Friday, 25 July 2014

DO YOU HAVE MORMON ANCESTORS?


'Lion of the Lord' Brigham Young (1801-1877)
 
A few months ago (Feb 2014) there was a press release that members of The Church of Jesus Christ of Latter-day Saints will be given free subscriptions to the Ancestry.com, FindMyPast and the MyHeritage websites in the near future. This is the result of a deal where these commercial websites will be able to use LDS Church’s records on their sites. Mormons will get free access to them from home.
 
I hear people often ask: do the Mormons own Ancestry.com? The answer is no. It was originally started by two students of Brigham Young University in 1984. It currently has its headquarters is in Provo, Utah, a city with a 98% Mormon population which is home to the Mormon Missionary Training Centre, Brigham Young University and the Osmond brothers. But it is, after a few changes of ownership, now a publicly listed NASDAQ company owned by a number of companies and equity firms. None of which are specifically Mormon. The Mormons do own FamilySearch.org which is a free non-profit website.
 
I thought I would do some research to see if I had any Mormon ancestors. Not knowing how to approach this I thought my ancestors from Utah would be a good place to start. Abigail Armstrong Lees was born in Ogden, Utah in 1857. She was my Great Great Grandmother. Her parents emigrated from Britain in the 1850’s. When they arrived they decided to head westward, to what was one of the frontiers of settlement back then. They ended up in Ogden, Utah not far from Salt Lake City. Her father Samuel was a locksmith.

####

* [Given problem A] Recast the entries as a Markdown table with the columns Row and Line. Start at the first line of the entries, end at the line containing "POLYGON ((33 117, 44", and leave out blank lines and the picture.

* [Recorded information]
####

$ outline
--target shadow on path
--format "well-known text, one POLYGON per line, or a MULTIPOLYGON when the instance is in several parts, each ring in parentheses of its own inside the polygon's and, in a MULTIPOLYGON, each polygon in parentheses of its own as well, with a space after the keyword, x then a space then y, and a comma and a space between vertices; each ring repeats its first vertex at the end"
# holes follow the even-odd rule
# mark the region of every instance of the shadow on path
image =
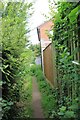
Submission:
POLYGON ((33 117, 44 118, 41 108, 41 94, 38 89, 36 78, 33 77, 33 92, 32 92, 33 117))

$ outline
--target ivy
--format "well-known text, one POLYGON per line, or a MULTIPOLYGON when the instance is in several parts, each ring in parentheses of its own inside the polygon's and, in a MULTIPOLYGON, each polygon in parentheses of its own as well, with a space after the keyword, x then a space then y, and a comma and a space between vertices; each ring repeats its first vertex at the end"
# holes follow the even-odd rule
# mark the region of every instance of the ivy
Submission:
MULTIPOLYGON (((19 101, 19 92, 27 71, 24 63, 27 60, 30 62, 29 54, 32 55, 32 52, 26 48, 26 43, 28 43, 26 32, 28 30, 25 28, 28 25, 31 6, 32 3, 24 2, 8 2, 5 6, 0 2, 0 9, 3 9, 1 14, 3 40, 0 40, 2 43, 2 66, 0 69, 2 71, 3 120, 13 118, 17 114, 15 112, 16 102, 19 101), (27 54, 28 52, 29 54, 27 54)), ((27 67, 29 67, 29 62, 27 62, 27 67)))
POLYGON ((80 5, 75 2, 59 2, 57 6, 58 12, 53 20, 52 41, 56 50, 58 92, 56 107, 58 110, 53 111, 61 120, 63 118, 78 119, 80 115, 80 51, 77 18, 80 5), (73 64, 73 61, 77 61, 78 65, 73 64))

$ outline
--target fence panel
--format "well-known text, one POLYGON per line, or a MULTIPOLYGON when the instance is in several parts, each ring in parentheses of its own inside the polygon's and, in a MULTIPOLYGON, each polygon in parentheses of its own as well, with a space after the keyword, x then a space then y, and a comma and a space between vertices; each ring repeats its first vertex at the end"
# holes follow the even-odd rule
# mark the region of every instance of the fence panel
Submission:
POLYGON ((54 51, 52 48, 52 44, 50 43, 43 50, 43 63, 44 63, 44 74, 47 80, 54 86, 55 83, 55 63, 53 63, 53 55, 54 51))

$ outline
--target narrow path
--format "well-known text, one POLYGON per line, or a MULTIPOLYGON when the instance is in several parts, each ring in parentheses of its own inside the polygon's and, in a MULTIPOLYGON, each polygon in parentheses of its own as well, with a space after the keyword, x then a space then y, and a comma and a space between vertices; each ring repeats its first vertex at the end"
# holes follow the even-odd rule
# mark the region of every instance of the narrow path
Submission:
POLYGON ((44 118, 41 108, 41 94, 38 89, 36 78, 33 77, 33 93, 32 93, 32 104, 33 104, 33 117, 44 118))

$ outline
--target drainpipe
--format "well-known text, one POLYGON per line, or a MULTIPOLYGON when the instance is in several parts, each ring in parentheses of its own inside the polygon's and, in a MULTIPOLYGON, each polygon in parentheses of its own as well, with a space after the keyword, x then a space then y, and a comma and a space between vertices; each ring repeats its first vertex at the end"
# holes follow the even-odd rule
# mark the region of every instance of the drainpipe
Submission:
POLYGON ((40 41, 40 52, 41 52, 41 68, 42 67, 42 50, 41 50, 41 39, 40 39, 40 29, 37 27, 37 35, 38 35, 38 40, 40 41))

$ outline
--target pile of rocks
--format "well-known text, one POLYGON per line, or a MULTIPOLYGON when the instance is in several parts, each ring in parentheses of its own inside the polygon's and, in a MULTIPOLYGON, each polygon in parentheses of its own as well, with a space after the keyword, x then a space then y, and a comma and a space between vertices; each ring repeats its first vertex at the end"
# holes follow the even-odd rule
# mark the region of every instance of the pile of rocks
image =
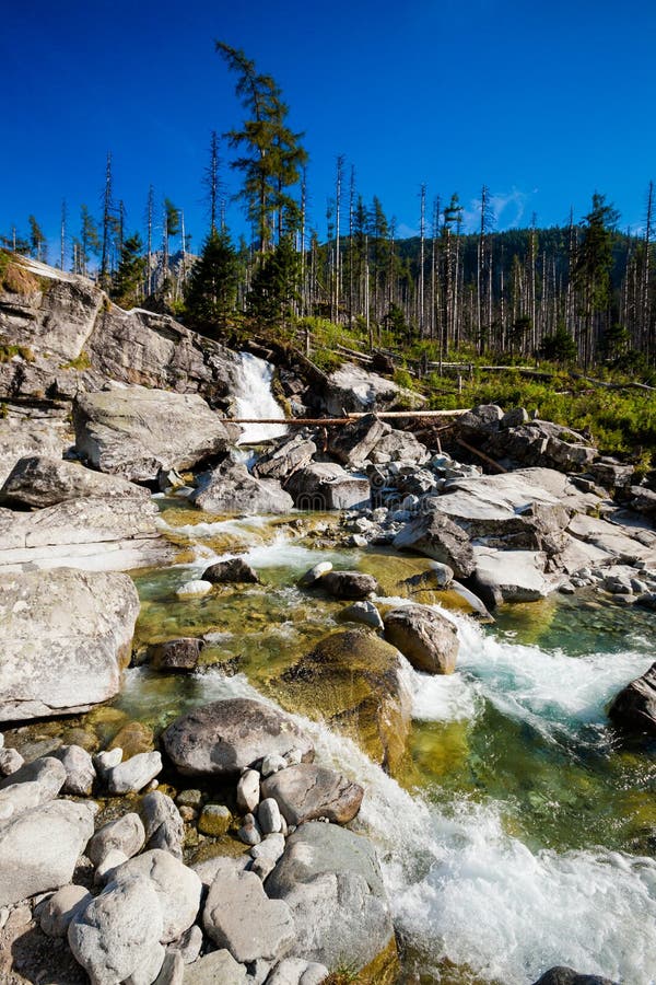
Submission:
MULTIPOLYGON (((236 780, 245 854, 232 842, 231 856, 184 862, 185 819, 216 836, 232 815, 220 803, 201 809, 198 791, 176 806, 153 789, 159 752, 122 762, 120 750, 92 758, 68 746, 22 764, 0 749, 12 770, 0 783, 0 930, 27 906, 31 927, 68 942, 59 960, 72 953, 107 985, 313 985, 393 945, 375 849, 340 826, 363 788, 314 764, 293 719, 246 698, 216 702, 177 719, 163 745, 183 775, 236 780), (98 797, 144 787, 137 810, 94 832, 98 797)), ((31 973, 51 975, 51 960, 31 973)))

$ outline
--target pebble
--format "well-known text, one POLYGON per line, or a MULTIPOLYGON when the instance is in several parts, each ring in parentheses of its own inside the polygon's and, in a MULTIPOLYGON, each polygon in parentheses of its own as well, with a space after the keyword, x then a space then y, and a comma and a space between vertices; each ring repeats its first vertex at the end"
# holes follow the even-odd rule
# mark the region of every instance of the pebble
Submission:
POLYGON ((279 756, 278 753, 271 753, 271 755, 265 756, 262 760, 260 773, 262 776, 271 776, 272 773, 278 773, 279 769, 284 769, 288 765, 286 760, 279 756))
POLYGON ((244 824, 237 832, 237 837, 245 845, 259 845, 262 836, 253 814, 246 814, 244 824))
POLYGON ((185 598, 185 595, 207 595, 212 591, 212 582, 203 581, 198 578, 195 581, 186 581, 184 584, 176 590, 176 595, 178 599, 185 598))
POLYGON ((247 769, 237 784, 237 807, 241 811, 254 811, 259 803, 260 775, 257 769, 247 769))
POLYGON ((0 775, 11 776, 25 763, 23 756, 15 749, 0 749, 0 775))
POLYGON ((273 834, 281 828, 280 808, 272 797, 261 800, 257 809, 257 820, 262 834, 273 834))

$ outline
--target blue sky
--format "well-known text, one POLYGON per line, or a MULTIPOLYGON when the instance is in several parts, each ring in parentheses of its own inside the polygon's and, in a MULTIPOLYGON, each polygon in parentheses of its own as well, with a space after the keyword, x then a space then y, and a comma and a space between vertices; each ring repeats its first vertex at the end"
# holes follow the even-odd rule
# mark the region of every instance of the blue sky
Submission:
MULTIPOLYGON (((354 165, 399 232, 457 192, 468 221, 485 183, 496 228, 564 223, 599 190, 640 227, 656 177, 649 0, 60 0, 2 13, 0 231, 33 212, 55 243, 61 199, 79 227, 99 212, 105 157, 128 229, 149 185, 184 208, 192 248, 207 222, 210 131, 242 107, 214 38, 243 48, 282 89, 305 131, 312 224, 326 228, 335 162, 354 165)), ((227 151, 225 152, 227 153, 227 151)), ((237 177, 224 167, 233 190, 237 177)), ((238 206, 229 209, 238 234, 238 206)))

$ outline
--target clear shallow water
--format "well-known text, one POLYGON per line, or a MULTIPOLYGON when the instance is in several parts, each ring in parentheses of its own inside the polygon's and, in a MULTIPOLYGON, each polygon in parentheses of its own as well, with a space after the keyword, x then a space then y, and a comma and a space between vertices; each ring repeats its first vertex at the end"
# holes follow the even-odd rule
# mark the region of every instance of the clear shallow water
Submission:
MULTIPOLYGON (((131 716, 162 727, 183 708, 227 694, 282 699, 281 670, 336 627, 341 607, 301 592, 298 575, 323 559, 363 569, 376 560, 313 548, 289 529, 230 522, 237 526, 222 529, 220 549, 208 546, 215 529, 189 530, 203 556, 137 581, 144 640, 213 634, 210 656, 236 660, 232 675, 220 667, 185 681, 130 671, 118 704, 131 716), (175 588, 191 570, 230 554, 225 537, 247 547, 265 584, 178 603, 175 588)), ((415 720, 397 778, 352 741, 304 720, 319 758, 365 786, 356 823, 380 853, 405 981, 525 985, 570 964, 649 985, 654 748, 620 744, 605 714, 653 661, 648 622, 560 598, 508 610, 494 627, 450 617, 460 637, 457 673, 405 669, 415 720)))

####

* [Given problem B] Reproduce verbatim the portion of the post on Mormon ancestors starting at "I thought I" and ending at "was a locksmith.".

* [Problem solution A]
| Row | Line |
|---|---|
| 1 | $ outline |
| 2 | --target shadow on path |
| 3 | --format "well-known text, one POLYGON per line, or a MULTIPOLYGON when the instance is in several parts, each ring in parentheses of its own inside the polygon's and, in a MULTIPOLYGON, each polygon in parentheses of its own as well, with a space after the keyword, x then a space then y, and a comma and a space between vertices; each ring repeats its first vertex at the end" |
| 4 | # holes follow the even-odd rule |
| 5 | # mark the region of every instance of the shadow on path |
| 6 | image = |
| 7 | Submission: |
| 8 | POLYGON ((33 117, 44 118, 41 108, 41 94, 38 89, 36 78, 33 77, 33 92, 32 92, 33 117)) |

* [Problem solution B]
I thought I would do some research to see if I had any Mormon ancestors. Not knowing how to approach this I thought my ancestors from Utah would be a good place to start. Abigail Armstrong Lees was born in Ogden, Utah in 1857. She was my Great Great Grandmother. Her parents emigrated from Britain in the 1850’s. When they arrived they decided to head westward, to what was one of the frontiers of settlement back then. They ended up in Ogden, Utah not far from Salt Lake City. Her father Samuel was a locksmith.